• _Brief_
Copy out the data below as written; omit any images.

START Task inputs

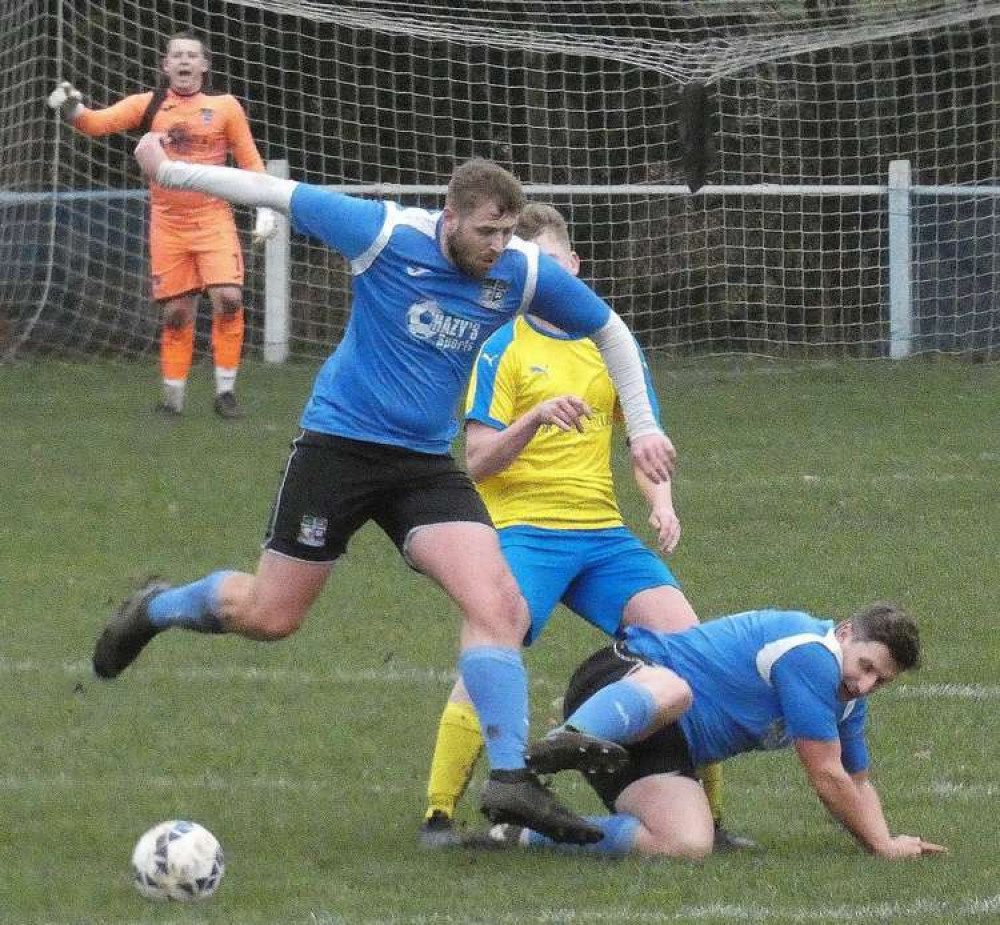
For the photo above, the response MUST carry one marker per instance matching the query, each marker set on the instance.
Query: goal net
(783, 115)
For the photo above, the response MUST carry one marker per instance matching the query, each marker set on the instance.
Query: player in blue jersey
(764, 679)
(429, 288)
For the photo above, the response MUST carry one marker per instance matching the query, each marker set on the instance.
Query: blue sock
(189, 606)
(498, 687)
(619, 837)
(620, 712)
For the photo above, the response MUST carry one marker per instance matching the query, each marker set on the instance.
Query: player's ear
(844, 631)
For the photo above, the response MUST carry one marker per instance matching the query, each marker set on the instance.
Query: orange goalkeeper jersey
(203, 129)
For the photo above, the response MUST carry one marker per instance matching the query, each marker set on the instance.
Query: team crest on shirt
(312, 530)
(492, 294)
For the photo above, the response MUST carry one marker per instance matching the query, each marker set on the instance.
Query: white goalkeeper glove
(266, 226)
(67, 99)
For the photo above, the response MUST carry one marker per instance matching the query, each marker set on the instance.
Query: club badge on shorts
(312, 530)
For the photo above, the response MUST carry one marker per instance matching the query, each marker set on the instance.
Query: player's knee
(512, 608)
(502, 613)
(687, 846)
(271, 625)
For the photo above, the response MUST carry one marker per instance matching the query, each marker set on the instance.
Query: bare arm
(651, 449)
(854, 802)
(489, 451)
(662, 517)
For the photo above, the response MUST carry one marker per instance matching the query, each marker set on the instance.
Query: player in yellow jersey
(539, 418)
(192, 237)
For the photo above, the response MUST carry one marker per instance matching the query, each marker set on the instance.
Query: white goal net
(784, 115)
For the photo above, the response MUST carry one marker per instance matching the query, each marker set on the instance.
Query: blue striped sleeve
(346, 224)
(565, 301)
(806, 680)
(853, 745)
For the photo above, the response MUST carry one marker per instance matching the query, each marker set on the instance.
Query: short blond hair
(538, 217)
(478, 181)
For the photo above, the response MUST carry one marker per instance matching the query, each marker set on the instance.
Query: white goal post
(725, 165)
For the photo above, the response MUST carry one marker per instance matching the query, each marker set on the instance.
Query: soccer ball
(177, 860)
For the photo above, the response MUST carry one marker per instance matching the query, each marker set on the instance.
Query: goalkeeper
(539, 418)
(193, 243)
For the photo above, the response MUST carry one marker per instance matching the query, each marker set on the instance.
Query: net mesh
(788, 112)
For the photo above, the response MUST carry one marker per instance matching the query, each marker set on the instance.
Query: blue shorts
(595, 573)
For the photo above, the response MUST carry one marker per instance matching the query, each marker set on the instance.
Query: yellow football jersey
(560, 480)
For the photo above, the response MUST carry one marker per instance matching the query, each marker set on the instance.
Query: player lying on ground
(539, 418)
(763, 679)
(193, 243)
(429, 288)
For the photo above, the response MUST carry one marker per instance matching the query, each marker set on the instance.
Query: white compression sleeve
(621, 356)
(243, 187)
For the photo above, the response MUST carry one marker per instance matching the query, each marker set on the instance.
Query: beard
(465, 255)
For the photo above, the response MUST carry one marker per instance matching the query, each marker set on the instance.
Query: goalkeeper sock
(456, 751)
(619, 837)
(173, 394)
(496, 681)
(620, 712)
(192, 607)
(176, 352)
(227, 344)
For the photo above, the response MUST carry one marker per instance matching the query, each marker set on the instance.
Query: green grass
(817, 486)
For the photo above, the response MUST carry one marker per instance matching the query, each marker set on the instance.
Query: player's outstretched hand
(655, 456)
(265, 226)
(910, 846)
(668, 528)
(150, 154)
(565, 412)
(65, 98)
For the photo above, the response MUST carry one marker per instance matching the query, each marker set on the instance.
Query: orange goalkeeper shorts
(189, 258)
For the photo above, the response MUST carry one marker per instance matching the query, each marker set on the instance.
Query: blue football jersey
(760, 679)
(417, 322)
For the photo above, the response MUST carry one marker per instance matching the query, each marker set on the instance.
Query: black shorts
(664, 752)
(332, 486)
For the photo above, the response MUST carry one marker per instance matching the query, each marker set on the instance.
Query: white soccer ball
(177, 860)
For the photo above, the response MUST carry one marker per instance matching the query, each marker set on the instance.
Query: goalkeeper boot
(566, 749)
(438, 831)
(519, 798)
(226, 407)
(127, 632)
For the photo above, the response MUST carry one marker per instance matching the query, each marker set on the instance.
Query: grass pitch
(817, 486)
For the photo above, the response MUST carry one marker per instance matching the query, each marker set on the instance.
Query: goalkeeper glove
(266, 226)
(67, 99)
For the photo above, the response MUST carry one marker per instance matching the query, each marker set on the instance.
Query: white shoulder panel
(420, 219)
(770, 653)
(530, 251)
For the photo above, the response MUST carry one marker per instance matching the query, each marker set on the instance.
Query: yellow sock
(456, 752)
(711, 780)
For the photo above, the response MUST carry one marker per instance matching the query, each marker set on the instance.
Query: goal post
(783, 117)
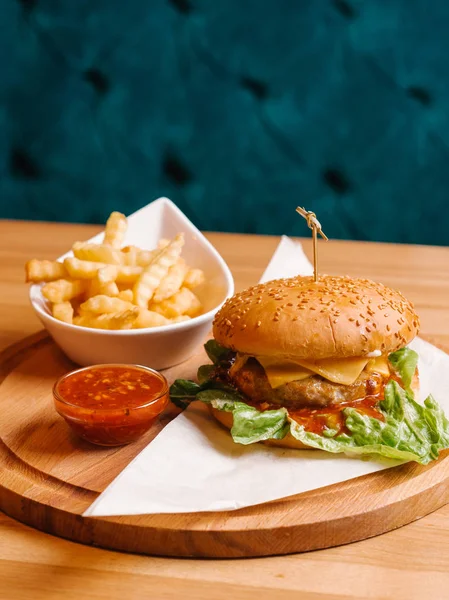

END Task inputs

• _Exercise answer_
For the photo above, the response MUST carry one marker per instance matching the query, each marker set on the instance.
Query: goal net
(783, 115)
For the photo above, the response MUST carry one marker per instance matching the query, each marker set on the instance.
Query: player in blue jersey
(764, 679)
(429, 288)
For the photo above, the response MUST carry one marker per instance matching the query, each marker set on the instance.
Query: blue sock
(189, 606)
(498, 687)
(619, 837)
(620, 712)
For the photo above, the response MUST carry one marker per instance matching the query, each marker set on the instance.
Query: player's ear
(844, 631)
For the photo above, the response MUST carry one marker per instance matching the query, each marker set on the instance.
Query: orange goalkeeper jersey
(203, 129)
For the photo above, the response MUST carry one marker per instance matching the query, each marker set on the instance.
Query: team crest on shirt
(312, 530)
(492, 294)
For the photo above, the response MUST carry one marker per instance matching the query, each marker set on the instance.
Query: white goalkeeper glove
(266, 226)
(67, 99)
For the photo above, the response MUST carry one marker per instance matching the query, each marker set on the instance.
Query: club badge on shorts
(312, 530)
For the photo above, the response MUST carry one marker per instance matching the query, each marker set on the instance.
Query: player's knee
(512, 608)
(502, 613)
(687, 846)
(271, 625)
For the photo above, the response MUST carry one marker per instance matching the query, each marker set on the instance.
Query: bare arm
(651, 449)
(854, 802)
(489, 451)
(662, 517)
For the photo above, the response MUST carry one marker per instance matching the query, each marker set on the instance.
Query: player in yellow jersey
(539, 418)
(192, 237)
For the photo above, the response MUST carry one marker per instance matching the query, each marker set on the instance.
Query: white goal net
(784, 115)
For the photo above, the response MUST carry one marker per instance matching the query, each marker set on the instance.
Query: blue striped sleeve
(346, 224)
(565, 301)
(806, 680)
(853, 745)
For the photo above, the response MUST carry one marker per instance matching the query, each marker set on the instance.
Query: short blond hair
(538, 217)
(478, 181)
For the photo above, the response MUST carry one marker per instance matching the query, each marker set on the instance.
Query: white goal post
(725, 165)
For the photo above, the response MUST carry one marker per instance matching the query, each marker set on the instance.
Query: soccer ball
(177, 860)
For the photo above, the response MUST carry one marker per instance matching the query, each marker set on the instance.
Query: goalkeeper
(539, 418)
(193, 243)
For the photo above, the response MUST carry one marker per instance matching the query, each marker set on the instance.
Query: net mesh
(788, 112)
For the photo above, the response MUST carry one marker per instance matching the query, each marker set on the instance.
Query: blue shorts
(595, 573)
For the photo above, the response MUST carry one marker per instance matching the query, each marker set on the instance.
Query: yellow football jersey
(560, 480)
For the photo above, the response MUST carry one marker per instance matching the query, each marker set on the instance.
Query: player lying on ground
(539, 418)
(763, 679)
(193, 243)
(429, 288)
For the photo above, the response MUST carry one marker per instance matching the query, each marker set on the instance.
Query: white compression sleeve
(621, 356)
(243, 187)
For the photo above, the response MUST carry one marker per instance matching the query, each marker set on the instance.
Query: beard
(465, 255)
For the photo above, the response MUST carry one marker per instance matching the query, each marker set on the instance.
Query: goalkeeper sock
(456, 751)
(619, 837)
(173, 394)
(496, 681)
(620, 712)
(192, 607)
(176, 352)
(227, 344)
For the photo above, the response MUST carry one marker per instance matching the query, each marker set on the instance.
Query: green grass
(817, 486)
For the photo above, the response MUST carry one marker per instance matching the query, each marker set on the instance.
Query: player's outstretched hand
(655, 456)
(265, 226)
(910, 846)
(668, 528)
(150, 154)
(565, 412)
(65, 98)
For the photo above, the response MUST carry one marker per instance matching the query, each marker set on the instance.
Query: orange goalkeeper shorts
(189, 258)
For the photo above, the response MUST carry one marker per instance matching the query, each marker set on the instance.
Query: blue football jersey
(760, 679)
(417, 322)
For the photo above, the response MUST carry one marker per instance matching the query, each marker set on the instance.
Query: black shorts
(664, 752)
(332, 486)
For the photo above, the response MUST carry one marker per instance matching the query, each marker set on the instance.
Query: white soccer ball
(177, 860)
For the photo above, the response MUST carry one marker per instance matching the query, each marker set on the instance.
Query: goalkeeper boot
(566, 749)
(438, 831)
(519, 798)
(226, 407)
(127, 632)
For the photo above, the response MUST carry one marker per instance matching the query, each marker set on the instance.
Query: grass pitch
(817, 486)
For the photo above, the response MUST carry one marker per instance matching the query, each marker set on the instance.
Query: goalkeeper glove
(266, 226)
(67, 99)
For the photo above, the response MUST carry one marker per instance matching the query, each marker set on the instance.
Query: white shoulder panel
(420, 219)
(770, 653)
(530, 251)
For the photo above, the response MUST carry one marker per instance matching the query, each marker set on the instance.
Query: yellow sock
(456, 752)
(711, 780)
For the photo above, the response MUST carry one marker per instance matching the query, each marker set on the instance.
Query: goal post
(783, 117)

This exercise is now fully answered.